__PROVIDED DATA__.
-- Start --
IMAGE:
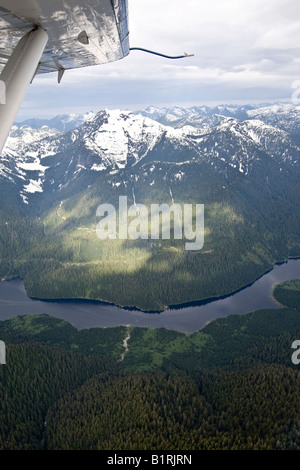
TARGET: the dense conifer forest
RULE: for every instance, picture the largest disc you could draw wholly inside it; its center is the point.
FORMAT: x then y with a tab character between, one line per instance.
229	386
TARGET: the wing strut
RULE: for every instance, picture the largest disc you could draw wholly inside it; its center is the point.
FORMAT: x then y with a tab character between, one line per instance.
17	75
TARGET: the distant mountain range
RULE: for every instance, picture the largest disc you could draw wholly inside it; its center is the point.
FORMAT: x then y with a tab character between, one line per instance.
51	154
241	162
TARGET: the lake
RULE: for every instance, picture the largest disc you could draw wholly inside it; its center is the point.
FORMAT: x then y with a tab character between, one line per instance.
87	314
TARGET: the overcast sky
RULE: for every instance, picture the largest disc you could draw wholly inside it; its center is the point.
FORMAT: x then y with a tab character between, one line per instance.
245	50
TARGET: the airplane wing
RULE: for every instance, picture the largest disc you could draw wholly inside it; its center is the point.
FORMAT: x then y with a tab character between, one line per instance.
81	32
40	36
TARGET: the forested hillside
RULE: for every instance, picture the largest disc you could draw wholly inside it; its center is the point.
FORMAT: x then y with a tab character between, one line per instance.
245	173
231	385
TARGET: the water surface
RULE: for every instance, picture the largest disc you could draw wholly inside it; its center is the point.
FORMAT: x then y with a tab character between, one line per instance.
86	314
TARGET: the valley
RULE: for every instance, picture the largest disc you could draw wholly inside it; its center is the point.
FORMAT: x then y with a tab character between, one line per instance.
242	165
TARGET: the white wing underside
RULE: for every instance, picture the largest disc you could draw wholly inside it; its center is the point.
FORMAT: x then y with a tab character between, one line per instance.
103	25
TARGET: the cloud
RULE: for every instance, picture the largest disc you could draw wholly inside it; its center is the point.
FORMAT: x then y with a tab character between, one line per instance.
238	46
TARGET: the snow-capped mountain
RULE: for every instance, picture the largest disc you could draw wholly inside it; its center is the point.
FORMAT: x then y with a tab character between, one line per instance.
62	122
47	160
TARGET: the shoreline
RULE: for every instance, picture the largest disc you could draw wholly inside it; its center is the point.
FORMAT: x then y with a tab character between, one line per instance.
192	303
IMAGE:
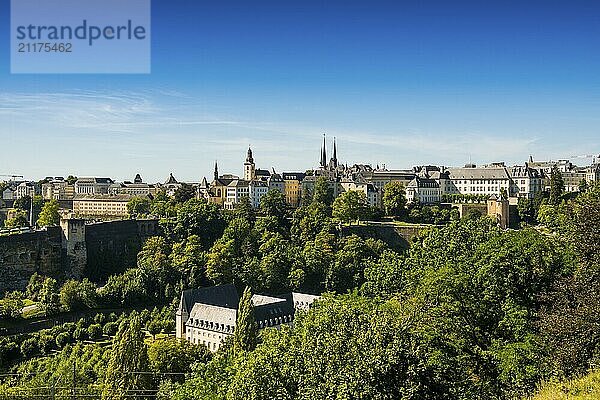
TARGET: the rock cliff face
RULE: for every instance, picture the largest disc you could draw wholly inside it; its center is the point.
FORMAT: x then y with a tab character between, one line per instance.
73	250
22	255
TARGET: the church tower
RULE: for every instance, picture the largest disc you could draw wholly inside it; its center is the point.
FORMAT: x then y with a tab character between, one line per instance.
333	162
249	167
324	154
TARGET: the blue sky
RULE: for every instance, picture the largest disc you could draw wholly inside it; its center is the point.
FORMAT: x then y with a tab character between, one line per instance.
398	83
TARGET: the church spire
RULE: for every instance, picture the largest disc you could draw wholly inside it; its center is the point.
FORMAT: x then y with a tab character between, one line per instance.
334	159
324	153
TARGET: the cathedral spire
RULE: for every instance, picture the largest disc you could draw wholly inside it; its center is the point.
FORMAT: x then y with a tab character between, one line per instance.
334	159
249	158
324	153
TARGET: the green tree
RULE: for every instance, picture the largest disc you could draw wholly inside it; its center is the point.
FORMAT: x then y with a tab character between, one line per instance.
34	286
75	295
197	217
394	199
351	206
126	372
176	356
49	215
243	209
273	204
95	331
11	305
246	330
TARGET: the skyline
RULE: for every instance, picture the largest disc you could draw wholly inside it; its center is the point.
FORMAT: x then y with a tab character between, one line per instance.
400	85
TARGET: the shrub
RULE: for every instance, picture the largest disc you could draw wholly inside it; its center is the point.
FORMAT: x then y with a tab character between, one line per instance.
30	348
63	339
46	342
110	328
100	318
80	334
95	331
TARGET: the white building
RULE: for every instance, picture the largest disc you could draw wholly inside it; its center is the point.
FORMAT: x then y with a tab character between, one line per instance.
525	181
208	315
256	191
487	180
135	188
93	186
27	189
57	188
424	191
236	189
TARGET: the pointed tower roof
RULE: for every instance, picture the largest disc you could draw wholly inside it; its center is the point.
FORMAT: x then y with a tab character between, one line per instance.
324	153
171	179
334	158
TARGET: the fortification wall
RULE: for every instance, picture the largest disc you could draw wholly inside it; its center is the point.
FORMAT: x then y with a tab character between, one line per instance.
113	246
76	250
24	254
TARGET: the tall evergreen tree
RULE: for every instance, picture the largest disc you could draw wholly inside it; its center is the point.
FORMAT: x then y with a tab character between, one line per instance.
128	365
246	330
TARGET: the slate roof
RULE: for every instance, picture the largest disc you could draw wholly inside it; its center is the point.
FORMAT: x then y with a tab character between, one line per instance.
478	173
222	296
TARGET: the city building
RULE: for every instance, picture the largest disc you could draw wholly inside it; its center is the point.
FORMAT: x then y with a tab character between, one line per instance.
57	188
101	206
27	189
136	188
93	186
424	191
228	190
208	315
292	188
487	180
171	185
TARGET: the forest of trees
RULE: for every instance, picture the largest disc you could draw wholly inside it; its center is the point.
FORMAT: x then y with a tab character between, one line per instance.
469	311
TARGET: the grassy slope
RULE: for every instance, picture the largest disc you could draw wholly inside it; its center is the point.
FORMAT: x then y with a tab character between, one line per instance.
584	388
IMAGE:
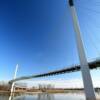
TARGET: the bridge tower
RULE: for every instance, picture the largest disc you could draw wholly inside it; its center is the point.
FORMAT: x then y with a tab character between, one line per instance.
88	86
12	84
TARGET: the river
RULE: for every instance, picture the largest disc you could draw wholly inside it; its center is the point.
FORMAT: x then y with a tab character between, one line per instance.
69	96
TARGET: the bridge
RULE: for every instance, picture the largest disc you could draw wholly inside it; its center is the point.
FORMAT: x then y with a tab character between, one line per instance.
92	65
84	65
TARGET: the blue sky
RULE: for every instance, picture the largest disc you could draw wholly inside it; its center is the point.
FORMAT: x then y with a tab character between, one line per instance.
38	35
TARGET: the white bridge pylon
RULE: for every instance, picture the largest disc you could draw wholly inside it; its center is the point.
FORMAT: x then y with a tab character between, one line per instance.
12	86
88	86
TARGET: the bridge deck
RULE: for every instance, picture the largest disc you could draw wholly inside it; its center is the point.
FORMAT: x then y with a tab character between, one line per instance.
92	65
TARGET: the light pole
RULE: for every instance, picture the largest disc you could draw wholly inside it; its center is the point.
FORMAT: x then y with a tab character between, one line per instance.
88	86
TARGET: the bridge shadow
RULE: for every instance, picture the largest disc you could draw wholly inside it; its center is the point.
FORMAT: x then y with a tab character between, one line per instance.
45	96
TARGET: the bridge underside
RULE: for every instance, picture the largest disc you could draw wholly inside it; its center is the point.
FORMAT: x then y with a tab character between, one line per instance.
92	65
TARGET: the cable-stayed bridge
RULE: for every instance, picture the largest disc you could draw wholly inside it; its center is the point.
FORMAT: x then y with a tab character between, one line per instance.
92	65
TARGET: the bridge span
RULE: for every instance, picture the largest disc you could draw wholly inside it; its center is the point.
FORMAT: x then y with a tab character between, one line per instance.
92	65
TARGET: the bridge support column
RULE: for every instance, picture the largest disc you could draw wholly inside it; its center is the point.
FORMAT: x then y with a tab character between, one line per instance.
88	86
12	84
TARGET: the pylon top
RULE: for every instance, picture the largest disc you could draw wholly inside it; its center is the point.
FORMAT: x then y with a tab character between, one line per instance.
71	3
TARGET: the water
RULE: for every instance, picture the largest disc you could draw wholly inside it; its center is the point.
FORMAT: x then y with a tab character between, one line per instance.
68	96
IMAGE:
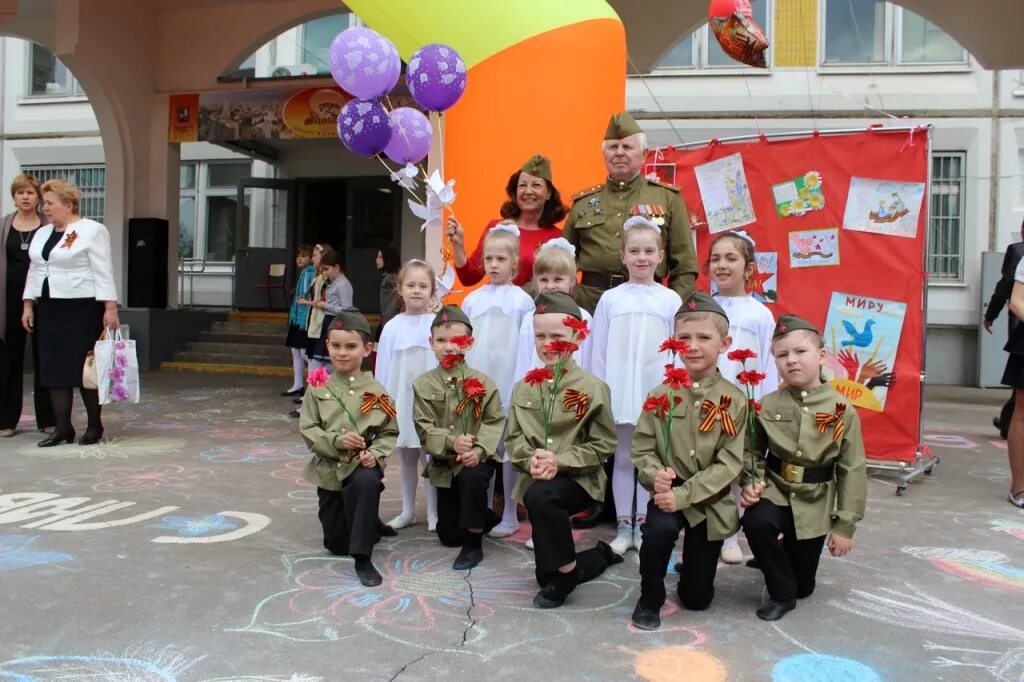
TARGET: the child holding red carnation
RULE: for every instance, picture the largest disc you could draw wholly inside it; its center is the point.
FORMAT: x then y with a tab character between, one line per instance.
560	431
688	449
458	416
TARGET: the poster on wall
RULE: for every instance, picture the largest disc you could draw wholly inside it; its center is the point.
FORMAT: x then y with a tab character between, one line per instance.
861	336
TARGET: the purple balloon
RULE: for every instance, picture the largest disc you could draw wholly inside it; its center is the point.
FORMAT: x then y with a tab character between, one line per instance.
364	62
364	127
436	77
411	136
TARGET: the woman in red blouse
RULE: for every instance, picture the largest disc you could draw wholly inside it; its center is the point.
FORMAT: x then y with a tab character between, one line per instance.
536	206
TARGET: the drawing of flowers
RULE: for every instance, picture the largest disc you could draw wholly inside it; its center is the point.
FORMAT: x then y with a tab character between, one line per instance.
14	553
196	526
121	479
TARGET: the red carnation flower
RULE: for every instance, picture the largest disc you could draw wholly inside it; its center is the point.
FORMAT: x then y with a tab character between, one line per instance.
675	345
539	376
741	354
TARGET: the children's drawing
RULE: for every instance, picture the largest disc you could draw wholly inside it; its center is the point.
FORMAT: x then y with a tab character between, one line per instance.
725	195
884	207
861	337
814	248
799	196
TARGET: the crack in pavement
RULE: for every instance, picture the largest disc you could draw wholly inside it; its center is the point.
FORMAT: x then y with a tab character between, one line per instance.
471	623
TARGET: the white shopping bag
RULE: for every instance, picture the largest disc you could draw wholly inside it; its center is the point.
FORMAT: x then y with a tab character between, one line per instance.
117	369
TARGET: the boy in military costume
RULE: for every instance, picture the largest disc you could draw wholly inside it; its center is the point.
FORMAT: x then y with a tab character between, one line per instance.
810	479
595	222
347	467
461	463
689	476
563	470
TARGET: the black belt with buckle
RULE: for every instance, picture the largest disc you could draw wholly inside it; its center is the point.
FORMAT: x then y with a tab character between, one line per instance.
601	281
794	473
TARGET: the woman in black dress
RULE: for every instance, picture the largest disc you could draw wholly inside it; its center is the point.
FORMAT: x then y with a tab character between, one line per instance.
70	297
16	230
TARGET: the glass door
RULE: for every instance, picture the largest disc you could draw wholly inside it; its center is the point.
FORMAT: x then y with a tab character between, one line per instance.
264	236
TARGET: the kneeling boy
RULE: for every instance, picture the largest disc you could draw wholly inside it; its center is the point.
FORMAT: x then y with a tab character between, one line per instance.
459	419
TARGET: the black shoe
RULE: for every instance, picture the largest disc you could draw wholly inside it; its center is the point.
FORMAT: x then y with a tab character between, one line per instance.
589	518
56	438
368	573
91	437
608	553
468	558
646	619
773	610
-- End --
__THE PROBLEM__.
Copy out exactly the lines between the line with "TARGET: the kneeling boy" and the last line of the entries, counting both of those lines.

__THE RESPONSE__.
TARGET: the kneeling boy
RULE: for every instance, picture the largest disc you could draw wholly inside it; its center is the point.
FORMAT: x then y with a tab character between, one line per instance.
459	419
TARGET: the black shoe
RULE: for every instance, picture the largest disc you could draw wholly inside it; its center is the point.
FORMAT: x then y with a tab character between, one line per instance.
589	518
56	438
368	573
91	437
608	553
468	558
646	619
773	610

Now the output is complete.